Everything from the line containing "Warehouse picking: mark the framed pencil" through the final line of the records must be transcribed verbatim; nothing else belongs in the result.

[BEGIN Records supplied]

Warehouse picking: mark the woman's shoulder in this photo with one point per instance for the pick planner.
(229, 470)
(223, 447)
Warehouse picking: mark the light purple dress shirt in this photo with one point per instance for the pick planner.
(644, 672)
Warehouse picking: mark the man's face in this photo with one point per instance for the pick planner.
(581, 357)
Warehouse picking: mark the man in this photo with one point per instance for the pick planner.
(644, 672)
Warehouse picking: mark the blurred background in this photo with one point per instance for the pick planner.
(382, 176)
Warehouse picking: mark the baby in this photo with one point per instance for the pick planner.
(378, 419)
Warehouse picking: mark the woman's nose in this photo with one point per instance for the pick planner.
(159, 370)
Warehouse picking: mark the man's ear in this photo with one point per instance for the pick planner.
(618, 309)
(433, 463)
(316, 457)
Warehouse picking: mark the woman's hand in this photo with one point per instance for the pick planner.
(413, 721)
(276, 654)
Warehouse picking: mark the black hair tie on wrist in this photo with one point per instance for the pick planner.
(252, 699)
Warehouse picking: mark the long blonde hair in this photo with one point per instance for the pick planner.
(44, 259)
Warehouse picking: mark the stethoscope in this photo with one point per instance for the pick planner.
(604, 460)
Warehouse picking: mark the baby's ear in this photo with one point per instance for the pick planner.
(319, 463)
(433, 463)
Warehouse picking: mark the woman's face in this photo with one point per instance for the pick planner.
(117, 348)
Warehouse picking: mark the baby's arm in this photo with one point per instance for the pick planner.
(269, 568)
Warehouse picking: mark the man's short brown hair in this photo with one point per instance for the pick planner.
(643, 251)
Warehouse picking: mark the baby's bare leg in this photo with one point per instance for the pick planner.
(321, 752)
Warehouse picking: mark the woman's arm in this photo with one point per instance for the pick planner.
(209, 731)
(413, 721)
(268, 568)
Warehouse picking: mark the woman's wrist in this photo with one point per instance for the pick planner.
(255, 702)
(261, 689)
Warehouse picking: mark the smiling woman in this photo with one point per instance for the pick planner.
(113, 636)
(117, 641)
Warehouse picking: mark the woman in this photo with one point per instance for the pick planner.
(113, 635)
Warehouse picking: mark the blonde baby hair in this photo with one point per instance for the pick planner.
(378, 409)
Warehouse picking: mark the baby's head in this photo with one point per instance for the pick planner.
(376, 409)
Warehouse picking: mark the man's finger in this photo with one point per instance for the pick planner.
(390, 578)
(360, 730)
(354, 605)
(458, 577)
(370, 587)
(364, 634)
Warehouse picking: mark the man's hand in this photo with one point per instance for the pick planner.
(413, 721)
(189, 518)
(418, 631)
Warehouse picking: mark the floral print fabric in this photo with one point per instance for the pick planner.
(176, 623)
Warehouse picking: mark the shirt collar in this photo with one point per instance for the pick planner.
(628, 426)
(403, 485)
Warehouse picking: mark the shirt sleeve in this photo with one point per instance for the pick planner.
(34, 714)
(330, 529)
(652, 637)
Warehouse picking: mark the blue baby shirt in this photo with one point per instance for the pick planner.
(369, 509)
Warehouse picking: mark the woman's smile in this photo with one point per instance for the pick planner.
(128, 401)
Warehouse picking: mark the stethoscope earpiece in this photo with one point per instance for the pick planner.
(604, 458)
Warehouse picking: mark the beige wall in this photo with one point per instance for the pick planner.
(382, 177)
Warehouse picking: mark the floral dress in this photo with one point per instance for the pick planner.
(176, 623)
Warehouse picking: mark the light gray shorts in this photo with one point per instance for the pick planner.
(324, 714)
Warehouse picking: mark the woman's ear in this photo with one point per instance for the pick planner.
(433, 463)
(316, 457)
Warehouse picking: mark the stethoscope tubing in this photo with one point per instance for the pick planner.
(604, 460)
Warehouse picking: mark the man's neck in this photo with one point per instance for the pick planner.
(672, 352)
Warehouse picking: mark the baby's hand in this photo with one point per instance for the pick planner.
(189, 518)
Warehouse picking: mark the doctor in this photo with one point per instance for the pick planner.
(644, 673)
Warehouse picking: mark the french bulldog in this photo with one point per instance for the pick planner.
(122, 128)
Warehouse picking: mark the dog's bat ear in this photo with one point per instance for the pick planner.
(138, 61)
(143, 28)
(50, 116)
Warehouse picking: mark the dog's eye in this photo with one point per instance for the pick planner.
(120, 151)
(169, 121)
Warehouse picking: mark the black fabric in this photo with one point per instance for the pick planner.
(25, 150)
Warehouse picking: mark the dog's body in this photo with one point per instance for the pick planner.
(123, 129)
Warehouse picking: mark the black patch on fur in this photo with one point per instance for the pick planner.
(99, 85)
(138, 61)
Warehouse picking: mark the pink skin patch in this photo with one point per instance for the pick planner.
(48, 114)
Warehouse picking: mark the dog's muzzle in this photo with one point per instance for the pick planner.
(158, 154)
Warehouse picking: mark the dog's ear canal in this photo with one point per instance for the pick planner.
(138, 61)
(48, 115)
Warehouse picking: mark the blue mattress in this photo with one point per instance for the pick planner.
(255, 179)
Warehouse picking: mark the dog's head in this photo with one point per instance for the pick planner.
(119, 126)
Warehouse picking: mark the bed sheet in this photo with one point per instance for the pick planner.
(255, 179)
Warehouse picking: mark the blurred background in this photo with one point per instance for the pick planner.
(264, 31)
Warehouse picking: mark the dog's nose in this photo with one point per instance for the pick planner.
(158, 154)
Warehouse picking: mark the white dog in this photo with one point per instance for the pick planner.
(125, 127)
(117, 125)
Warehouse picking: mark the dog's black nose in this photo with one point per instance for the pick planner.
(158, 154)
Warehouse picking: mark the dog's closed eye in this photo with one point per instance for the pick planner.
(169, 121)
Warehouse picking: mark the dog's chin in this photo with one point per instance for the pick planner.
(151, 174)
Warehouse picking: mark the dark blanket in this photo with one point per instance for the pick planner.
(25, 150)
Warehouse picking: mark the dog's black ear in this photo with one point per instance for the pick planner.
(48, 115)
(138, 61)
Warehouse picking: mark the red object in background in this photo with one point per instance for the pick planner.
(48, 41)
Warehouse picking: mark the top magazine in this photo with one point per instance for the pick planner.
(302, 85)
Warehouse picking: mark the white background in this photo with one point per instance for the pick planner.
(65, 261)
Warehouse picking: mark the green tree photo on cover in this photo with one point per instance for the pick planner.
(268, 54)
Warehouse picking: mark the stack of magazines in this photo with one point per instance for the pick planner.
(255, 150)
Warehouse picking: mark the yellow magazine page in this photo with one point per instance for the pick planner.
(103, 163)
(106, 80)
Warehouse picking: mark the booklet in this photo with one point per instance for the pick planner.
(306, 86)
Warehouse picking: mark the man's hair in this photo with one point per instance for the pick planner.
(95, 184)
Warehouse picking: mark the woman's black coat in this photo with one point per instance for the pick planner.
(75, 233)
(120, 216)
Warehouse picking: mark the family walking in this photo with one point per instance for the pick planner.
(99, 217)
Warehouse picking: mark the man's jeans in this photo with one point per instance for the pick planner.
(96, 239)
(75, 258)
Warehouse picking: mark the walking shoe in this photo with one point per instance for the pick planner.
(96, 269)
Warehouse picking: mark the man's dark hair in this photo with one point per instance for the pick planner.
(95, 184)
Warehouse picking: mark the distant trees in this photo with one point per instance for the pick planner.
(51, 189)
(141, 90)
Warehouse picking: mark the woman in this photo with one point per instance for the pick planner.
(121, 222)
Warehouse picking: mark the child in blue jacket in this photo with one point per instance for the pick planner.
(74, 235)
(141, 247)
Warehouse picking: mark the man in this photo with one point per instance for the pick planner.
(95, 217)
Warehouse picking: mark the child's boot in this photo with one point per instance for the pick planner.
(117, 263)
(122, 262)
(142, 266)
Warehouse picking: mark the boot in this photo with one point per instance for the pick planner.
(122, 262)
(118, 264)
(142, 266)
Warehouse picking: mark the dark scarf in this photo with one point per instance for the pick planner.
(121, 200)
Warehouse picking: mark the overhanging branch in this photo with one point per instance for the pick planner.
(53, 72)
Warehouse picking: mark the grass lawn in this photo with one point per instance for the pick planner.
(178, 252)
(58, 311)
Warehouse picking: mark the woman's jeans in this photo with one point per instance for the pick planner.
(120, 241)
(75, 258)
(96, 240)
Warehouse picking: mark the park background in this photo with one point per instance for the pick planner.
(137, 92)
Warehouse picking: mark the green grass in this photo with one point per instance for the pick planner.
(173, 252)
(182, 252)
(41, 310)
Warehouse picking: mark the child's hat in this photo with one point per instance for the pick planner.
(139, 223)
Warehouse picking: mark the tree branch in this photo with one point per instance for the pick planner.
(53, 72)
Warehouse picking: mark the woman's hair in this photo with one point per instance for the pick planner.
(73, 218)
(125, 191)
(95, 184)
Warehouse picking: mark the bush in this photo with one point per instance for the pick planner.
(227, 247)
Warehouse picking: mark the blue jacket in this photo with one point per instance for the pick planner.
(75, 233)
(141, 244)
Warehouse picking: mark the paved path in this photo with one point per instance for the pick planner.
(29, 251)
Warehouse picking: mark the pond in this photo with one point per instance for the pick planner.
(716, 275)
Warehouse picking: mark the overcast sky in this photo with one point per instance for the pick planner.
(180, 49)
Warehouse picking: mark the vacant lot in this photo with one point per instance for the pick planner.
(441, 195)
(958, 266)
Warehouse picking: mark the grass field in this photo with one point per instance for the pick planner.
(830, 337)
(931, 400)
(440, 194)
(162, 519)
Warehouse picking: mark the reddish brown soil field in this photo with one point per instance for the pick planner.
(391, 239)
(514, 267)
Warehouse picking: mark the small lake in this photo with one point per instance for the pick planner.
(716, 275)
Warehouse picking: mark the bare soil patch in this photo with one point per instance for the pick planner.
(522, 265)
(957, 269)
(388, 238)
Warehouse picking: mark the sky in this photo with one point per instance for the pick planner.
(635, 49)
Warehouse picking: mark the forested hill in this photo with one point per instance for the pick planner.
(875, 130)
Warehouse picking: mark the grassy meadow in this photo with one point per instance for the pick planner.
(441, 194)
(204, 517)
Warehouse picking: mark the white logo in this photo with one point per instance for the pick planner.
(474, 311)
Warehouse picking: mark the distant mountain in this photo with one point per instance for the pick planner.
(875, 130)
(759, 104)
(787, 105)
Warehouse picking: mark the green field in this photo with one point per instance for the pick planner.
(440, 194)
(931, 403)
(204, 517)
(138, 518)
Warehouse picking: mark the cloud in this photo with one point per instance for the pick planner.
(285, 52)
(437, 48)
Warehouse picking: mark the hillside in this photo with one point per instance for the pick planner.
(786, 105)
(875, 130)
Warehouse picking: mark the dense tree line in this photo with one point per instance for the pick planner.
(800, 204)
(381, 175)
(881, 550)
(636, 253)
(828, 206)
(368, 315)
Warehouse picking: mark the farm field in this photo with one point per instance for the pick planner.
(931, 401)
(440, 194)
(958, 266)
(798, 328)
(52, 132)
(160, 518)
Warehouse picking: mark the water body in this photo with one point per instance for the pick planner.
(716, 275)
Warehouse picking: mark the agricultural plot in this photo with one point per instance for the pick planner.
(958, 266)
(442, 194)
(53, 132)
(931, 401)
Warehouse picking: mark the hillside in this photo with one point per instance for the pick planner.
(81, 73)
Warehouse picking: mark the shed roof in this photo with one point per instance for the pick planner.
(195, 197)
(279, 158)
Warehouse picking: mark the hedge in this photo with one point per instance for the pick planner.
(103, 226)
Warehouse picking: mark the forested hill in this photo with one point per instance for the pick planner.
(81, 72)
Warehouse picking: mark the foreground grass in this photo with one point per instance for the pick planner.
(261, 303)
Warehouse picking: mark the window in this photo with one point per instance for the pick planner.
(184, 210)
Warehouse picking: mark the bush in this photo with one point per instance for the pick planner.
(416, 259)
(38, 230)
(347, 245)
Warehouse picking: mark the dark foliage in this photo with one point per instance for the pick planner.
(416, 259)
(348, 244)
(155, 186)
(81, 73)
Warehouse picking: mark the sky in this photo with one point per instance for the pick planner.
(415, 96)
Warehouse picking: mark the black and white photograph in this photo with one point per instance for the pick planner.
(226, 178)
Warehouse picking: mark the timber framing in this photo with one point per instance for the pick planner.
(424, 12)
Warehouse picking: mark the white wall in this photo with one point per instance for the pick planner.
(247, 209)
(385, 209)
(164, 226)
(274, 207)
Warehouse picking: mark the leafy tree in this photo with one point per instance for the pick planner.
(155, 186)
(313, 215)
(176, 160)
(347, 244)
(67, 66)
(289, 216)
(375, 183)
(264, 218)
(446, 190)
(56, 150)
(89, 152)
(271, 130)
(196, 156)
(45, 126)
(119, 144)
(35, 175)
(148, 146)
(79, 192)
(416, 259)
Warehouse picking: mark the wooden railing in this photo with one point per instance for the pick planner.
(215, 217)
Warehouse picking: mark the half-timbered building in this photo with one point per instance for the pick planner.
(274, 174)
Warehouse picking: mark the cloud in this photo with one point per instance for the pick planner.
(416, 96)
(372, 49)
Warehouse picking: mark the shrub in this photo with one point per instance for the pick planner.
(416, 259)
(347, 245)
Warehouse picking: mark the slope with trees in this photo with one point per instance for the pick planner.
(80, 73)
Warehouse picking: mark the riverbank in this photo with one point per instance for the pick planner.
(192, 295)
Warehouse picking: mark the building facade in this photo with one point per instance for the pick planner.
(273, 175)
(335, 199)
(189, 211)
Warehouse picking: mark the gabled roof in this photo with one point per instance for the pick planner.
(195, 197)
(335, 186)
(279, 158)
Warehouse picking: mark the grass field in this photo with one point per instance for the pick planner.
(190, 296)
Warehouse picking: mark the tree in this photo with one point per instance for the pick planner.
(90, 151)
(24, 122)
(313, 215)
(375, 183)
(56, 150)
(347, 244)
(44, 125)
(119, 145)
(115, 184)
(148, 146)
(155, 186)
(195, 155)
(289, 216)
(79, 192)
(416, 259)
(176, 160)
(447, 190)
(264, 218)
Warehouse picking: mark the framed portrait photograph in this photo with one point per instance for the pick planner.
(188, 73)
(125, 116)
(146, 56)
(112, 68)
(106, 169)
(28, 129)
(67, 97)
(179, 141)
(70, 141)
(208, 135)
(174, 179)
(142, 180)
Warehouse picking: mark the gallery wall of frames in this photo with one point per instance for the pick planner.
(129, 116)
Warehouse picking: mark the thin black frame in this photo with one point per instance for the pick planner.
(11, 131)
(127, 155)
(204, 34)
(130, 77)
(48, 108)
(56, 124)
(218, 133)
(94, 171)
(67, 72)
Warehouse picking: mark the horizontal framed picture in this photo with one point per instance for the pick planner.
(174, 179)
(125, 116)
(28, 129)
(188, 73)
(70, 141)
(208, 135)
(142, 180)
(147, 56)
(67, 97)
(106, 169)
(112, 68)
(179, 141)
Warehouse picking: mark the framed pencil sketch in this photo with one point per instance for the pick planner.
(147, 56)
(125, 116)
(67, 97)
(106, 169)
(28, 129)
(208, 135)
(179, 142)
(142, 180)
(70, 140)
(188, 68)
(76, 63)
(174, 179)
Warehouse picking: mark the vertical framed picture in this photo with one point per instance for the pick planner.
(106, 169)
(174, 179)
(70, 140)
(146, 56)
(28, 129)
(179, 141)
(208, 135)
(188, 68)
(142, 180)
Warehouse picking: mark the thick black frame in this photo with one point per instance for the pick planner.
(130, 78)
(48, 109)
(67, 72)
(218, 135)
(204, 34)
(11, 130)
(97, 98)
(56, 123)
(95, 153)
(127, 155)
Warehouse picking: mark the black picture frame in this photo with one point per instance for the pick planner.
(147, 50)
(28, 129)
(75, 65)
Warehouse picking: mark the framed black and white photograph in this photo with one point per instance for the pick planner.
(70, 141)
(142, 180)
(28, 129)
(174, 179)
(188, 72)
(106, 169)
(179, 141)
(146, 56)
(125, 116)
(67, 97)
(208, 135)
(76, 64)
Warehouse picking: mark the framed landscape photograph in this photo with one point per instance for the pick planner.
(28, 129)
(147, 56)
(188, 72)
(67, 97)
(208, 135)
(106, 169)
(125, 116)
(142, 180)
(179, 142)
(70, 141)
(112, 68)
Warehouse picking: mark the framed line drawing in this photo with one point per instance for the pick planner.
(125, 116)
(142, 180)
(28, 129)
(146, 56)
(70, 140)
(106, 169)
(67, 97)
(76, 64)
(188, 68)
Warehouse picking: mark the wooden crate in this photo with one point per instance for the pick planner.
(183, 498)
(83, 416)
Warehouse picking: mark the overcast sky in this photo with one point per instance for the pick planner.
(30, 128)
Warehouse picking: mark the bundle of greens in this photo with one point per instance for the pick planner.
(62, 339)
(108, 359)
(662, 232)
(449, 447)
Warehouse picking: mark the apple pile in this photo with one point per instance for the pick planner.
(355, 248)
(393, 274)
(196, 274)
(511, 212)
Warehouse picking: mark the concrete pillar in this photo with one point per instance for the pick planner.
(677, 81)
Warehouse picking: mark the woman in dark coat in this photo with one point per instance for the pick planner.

[END Records supplied]

• [Solved problem]:
Warehouse picking: mark the framed pencil sketch in this photo with one point per instance for the pick planner.
(147, 56)
(125, 116)
(67, 97)
(106, 169)
(28, 129)
(208, 135)
(179, 142)
(142, 180)
(70, 140)
(188, 68)
(76, 63)
(174, 179)
Warehouse picking: mark the vertical framed picture in this photo with one point per instance for the pick planner.
(106, 169)
(174, 179)
(70, 140)
(146, 56)
(28, 129)
(179, 141)
(208, 135)
(188, 68)
(142, 180)
Warehouse picking: mark the thick black frame in this photo with one point per instance for the pick planner.
(130, 78)
(48, 109)
(67, 72)
(218, 135)
(204, 34)
(11, 130)
(97, 98)
(56, 123)
(95, 153)
(127, 155)
Warehouse picking: mark the black picture frame in this photo with one point per instance for the pick planner.
(147, 50)
(28, 129)
(75, 65)
Warehouse picking: mark the framed black and white photograph in this photo with one point per instance for the pick planner.
(70, 141)
(142, 180)
(28, 129)
(174, 179)
(188, 72)
(106, 169)
(179, 141)
(146, 56)
(125, 116)
(67, 97)
(208, 135)
(76, 64)
Warehouse picking: mark the framed landscape photograph in this photo with one point per instance for the pick planner.
(28, 129)
(147, 56)
(188, 72)
(67, 97)
(208, 135)
(106, 169)
(125, 116)
(142, 180)
(179, 142)
(70, 141)
(112, 68)
Warehouse picking: mark the framed line drawing in this photo with one point per instance for the pick planner.
(125, 116)
(142, 180)
(28, 129)
(146, 56)
(70, 140)
(106, 169)
(67, 97)
(76, 64)
(188, 68)
Warehouse picking: mark the wooden crate in this photo with one point per instance for the pick planner.
(183, 498)
(83, 416)
Warehouse picking: mark the overcast sky in this photo with one point per instance for the pick planner.
(30, 128)
Warehouse picking: mark the bundle of greens in this photo with one point per instance for the pick planner.
(62, 339)
(108, 359)
(662, 232)
(449, 447)
Warehouse picking: mark the apple pile in this photo with one point per instance for the pick planner.
(355, 248)
(393, 274)
(196, 274)
(511, 212)
Warehouse picking: mark the concrete pillar in this photo with one point per instance for the pick planner.
(677, 81)
Warehouse picking: mark the woman in dark coat in this photo with one point per instance for the pick planner.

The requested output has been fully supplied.